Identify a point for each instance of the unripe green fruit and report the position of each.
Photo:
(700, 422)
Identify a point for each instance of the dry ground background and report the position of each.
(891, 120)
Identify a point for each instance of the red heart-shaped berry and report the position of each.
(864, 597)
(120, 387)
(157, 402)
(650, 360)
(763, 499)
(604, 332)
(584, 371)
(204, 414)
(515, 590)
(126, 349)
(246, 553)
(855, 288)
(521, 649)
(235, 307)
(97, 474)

* * *

Brief:
Reproduce the material above verbatim, keeping every line in its original order.

Answer to this exercise:
Identify a point for each instance of the unripe green fruit and report the position of each.
Photo:
(700, 422)
Identify a point for each instance of the dry ground background and report the position of each.
(891, 120)
Identify a point for each instance of the red heart-shaped berry and report the position of each.
(864, 597)
(120, 387)
(157, 402)
(650, 360)
(763, 499)
(604, 332)
(584, 371)
(204, 414)
(515, 590)
(126, 349)
(246, 553)
(855, 288)
(521, 649)
(235, 307)
(97, 474)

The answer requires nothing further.